* [Dataset content]:
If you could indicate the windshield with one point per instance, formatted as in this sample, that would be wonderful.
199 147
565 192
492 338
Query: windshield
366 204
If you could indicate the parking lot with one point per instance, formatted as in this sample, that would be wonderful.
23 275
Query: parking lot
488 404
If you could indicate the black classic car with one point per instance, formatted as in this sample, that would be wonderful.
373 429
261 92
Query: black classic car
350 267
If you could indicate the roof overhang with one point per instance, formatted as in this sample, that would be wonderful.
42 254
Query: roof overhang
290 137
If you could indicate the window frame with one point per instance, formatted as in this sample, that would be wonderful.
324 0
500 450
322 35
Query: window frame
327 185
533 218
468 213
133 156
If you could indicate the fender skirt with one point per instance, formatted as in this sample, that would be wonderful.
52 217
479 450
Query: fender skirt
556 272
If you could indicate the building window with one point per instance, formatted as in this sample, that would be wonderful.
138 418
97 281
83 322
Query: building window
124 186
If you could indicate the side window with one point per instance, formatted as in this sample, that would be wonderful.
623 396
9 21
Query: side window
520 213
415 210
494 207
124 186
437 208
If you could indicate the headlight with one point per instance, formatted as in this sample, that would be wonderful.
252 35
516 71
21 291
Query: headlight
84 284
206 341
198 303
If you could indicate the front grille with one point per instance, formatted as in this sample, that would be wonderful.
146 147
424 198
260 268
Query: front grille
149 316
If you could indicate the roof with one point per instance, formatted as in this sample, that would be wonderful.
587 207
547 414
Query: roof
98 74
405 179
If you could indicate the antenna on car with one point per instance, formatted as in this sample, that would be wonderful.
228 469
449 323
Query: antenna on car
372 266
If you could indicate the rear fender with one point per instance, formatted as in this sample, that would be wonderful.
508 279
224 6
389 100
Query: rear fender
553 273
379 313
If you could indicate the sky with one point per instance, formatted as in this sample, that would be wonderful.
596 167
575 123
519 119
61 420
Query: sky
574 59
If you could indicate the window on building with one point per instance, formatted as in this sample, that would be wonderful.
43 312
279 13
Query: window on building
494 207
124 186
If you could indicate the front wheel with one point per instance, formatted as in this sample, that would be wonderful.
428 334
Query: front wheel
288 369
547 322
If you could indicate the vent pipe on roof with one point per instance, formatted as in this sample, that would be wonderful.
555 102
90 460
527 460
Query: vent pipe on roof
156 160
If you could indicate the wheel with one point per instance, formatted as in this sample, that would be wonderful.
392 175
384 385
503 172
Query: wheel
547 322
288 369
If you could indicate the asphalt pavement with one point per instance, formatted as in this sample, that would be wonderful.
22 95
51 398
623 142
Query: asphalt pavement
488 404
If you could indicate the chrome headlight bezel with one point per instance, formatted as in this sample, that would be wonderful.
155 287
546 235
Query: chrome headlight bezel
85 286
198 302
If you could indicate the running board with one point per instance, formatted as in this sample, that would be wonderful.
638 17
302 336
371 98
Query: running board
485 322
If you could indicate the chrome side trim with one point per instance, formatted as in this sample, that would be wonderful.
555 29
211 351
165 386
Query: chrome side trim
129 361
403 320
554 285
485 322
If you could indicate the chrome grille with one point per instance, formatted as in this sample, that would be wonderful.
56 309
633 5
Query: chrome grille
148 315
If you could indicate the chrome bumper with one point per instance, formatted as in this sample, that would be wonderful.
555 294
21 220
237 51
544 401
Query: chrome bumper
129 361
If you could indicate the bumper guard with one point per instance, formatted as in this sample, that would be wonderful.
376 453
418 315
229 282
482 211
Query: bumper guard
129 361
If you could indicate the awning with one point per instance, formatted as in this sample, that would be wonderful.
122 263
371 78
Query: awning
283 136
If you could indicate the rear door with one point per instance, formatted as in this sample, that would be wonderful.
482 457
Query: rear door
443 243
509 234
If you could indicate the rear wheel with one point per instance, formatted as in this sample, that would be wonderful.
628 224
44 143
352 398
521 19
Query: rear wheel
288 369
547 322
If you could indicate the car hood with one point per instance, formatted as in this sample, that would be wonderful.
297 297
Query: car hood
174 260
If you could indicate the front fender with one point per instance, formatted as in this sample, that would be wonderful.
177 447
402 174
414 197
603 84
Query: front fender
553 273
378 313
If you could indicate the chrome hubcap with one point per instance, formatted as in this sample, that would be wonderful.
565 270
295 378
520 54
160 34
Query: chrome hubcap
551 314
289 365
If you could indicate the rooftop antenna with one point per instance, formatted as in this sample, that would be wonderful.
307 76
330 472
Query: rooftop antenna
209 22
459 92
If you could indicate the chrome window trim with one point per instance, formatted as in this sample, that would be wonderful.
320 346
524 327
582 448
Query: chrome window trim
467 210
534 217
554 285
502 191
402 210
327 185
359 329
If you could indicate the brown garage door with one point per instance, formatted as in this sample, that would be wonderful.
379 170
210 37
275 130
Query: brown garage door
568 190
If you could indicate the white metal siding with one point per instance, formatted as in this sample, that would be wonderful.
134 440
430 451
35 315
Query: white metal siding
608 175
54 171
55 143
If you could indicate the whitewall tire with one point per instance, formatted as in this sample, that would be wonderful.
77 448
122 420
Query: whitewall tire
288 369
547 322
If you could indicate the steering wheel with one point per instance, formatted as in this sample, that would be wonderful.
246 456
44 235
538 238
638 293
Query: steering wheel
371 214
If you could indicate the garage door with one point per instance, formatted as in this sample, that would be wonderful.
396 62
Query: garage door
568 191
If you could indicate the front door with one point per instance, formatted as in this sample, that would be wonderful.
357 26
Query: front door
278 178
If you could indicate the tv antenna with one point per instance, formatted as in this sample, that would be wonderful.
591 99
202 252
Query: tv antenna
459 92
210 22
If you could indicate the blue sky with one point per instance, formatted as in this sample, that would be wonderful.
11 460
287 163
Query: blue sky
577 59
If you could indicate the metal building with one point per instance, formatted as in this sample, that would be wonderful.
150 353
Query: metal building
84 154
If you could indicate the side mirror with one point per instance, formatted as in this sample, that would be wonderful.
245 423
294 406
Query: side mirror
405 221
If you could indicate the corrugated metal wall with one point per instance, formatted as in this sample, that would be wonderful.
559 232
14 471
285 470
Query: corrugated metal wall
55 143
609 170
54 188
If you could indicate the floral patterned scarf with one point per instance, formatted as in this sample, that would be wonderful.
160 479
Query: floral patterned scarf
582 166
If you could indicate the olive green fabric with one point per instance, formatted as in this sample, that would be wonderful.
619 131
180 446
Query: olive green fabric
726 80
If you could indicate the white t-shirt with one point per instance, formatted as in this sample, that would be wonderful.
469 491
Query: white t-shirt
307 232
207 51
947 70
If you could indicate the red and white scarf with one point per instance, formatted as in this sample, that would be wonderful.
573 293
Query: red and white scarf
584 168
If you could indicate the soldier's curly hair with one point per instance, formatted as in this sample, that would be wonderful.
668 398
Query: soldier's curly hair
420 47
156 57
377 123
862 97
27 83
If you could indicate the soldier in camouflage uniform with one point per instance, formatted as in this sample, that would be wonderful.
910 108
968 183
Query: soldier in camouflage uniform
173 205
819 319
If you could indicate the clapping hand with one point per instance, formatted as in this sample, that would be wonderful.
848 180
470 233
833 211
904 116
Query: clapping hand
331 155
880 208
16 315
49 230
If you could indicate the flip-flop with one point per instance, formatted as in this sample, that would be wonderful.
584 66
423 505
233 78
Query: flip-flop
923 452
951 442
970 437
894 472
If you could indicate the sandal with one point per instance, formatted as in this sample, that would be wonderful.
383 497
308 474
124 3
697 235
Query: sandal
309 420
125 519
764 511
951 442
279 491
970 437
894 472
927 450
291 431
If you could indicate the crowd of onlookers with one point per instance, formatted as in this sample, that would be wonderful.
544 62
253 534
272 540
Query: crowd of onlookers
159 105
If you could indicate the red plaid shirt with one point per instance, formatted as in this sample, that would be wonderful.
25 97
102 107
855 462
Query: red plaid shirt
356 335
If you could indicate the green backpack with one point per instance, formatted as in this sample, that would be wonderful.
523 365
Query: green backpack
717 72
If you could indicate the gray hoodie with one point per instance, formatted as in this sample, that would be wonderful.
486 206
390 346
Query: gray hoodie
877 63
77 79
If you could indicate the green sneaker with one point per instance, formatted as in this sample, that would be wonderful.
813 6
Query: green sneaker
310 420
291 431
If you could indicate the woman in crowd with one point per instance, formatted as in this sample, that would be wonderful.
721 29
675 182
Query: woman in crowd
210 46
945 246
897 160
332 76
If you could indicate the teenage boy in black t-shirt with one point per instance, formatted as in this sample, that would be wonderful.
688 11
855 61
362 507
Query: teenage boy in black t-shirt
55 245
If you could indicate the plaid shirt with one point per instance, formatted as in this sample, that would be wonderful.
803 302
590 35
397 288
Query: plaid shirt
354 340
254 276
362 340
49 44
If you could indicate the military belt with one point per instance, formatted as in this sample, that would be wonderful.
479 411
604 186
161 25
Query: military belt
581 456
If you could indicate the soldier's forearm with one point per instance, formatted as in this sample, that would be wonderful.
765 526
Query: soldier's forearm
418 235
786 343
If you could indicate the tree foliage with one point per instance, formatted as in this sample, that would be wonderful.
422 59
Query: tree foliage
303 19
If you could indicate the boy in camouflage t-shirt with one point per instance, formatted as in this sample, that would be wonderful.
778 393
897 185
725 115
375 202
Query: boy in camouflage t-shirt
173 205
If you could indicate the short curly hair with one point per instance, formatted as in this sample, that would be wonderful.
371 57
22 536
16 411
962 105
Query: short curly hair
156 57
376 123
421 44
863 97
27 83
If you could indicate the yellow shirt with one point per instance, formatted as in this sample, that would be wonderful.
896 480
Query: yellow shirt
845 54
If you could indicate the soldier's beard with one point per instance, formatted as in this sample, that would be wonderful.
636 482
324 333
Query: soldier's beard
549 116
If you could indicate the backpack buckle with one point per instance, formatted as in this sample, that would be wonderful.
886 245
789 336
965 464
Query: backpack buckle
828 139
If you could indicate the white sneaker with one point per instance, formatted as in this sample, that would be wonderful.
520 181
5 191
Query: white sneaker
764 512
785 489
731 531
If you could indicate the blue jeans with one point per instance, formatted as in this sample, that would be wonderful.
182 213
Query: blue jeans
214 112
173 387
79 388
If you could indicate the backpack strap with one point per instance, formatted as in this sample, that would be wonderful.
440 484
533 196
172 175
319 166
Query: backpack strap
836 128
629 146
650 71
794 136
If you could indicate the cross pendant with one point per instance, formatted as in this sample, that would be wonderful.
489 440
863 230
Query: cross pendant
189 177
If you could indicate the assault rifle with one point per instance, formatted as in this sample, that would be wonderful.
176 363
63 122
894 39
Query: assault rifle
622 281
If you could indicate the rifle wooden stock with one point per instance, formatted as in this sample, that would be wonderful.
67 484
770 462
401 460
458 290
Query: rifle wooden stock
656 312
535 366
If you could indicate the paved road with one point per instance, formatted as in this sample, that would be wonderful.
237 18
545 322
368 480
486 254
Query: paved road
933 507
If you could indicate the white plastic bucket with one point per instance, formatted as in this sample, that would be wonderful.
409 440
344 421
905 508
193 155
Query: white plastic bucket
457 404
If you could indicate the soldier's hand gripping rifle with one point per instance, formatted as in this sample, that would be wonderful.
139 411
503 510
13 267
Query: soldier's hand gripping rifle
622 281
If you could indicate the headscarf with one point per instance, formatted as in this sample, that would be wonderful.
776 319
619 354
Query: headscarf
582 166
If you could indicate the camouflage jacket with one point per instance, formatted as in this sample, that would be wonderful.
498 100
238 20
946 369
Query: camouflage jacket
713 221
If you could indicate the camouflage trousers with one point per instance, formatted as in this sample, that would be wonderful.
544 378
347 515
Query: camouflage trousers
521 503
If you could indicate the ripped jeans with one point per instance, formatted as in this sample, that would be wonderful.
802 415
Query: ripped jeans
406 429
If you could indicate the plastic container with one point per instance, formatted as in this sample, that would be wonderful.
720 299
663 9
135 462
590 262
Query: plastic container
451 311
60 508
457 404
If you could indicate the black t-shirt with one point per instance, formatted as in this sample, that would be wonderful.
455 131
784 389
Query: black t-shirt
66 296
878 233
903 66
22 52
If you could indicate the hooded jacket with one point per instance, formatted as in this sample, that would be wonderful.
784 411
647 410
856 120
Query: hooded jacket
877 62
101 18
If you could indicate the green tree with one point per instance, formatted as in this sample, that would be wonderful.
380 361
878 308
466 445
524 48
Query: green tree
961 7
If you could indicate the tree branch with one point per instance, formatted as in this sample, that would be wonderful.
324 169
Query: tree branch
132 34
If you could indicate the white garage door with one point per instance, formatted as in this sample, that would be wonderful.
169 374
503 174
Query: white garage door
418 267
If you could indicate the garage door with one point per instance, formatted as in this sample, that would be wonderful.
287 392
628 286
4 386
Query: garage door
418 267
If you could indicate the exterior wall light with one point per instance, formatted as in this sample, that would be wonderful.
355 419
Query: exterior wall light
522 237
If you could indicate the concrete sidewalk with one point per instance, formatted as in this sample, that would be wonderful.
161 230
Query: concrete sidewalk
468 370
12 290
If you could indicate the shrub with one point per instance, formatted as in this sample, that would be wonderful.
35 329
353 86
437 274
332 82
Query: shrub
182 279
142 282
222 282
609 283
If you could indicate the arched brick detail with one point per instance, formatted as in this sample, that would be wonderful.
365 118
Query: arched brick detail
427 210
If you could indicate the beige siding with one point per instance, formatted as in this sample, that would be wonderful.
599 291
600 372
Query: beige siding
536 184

* [Exercise]: Return the line that contains "If you could indicate the hooded" along with every line after it through the end of the entries, exactly, adding nothing.

* [Output for this task]:
If you could indicate the hooded jacket with one point per instance, formatted as in this sample, that would be wonderful.
784 411
647 410
856 120
Query: hooded jacket
877 62
101 18
If you could indicate the green tree with one point per instance, formatted as in this sample, that would be wonderful.
380 361
878 308
466 445
524 48
Query: green tree
961 7
If you could indicate the tree branch with one point per instance, formatted as in this sample, that would be wonderful.
324 169
Query: tree branch
132 34
If you could indicate the white garage door with one point per instance, formatted as in this sample, that would be wonderful.
169 374
503 174
Query: white garage door
418 267
If you could indicate the garage door with one point per instance, formatted as in this sample, that would be wonderful.
287 392
628 286
4 386
Query: garage door
418 267
If you could indicate the exterior wall light with one point per instance, formatted as in this sample, that would be wonderful.
355 419
Query: exterior wall light
522 237
If you could indicate the concrete sidewalk with one point per instance, formatted as in this sample, that would be wonderful.
161 230
Query: concrete sidewalk
468 370
12 290
If you could indicate the shrub with one point per instance, formatted as in this sample, that would be wonderful.
35 329
353 86
437 274
332 82
Query: shrub
182 279
142 282
222 282
609 283
If you could indicate the arched brick detail with one point per instance, formatted as in this sample, that would be wonderful.
365 118
Query: arched brick detail
427 210
If you could indicate the beige siding with one point per instance, formatted as in this sample, that would be wonderful.
599 291
600 372
Query: beige siding
536 184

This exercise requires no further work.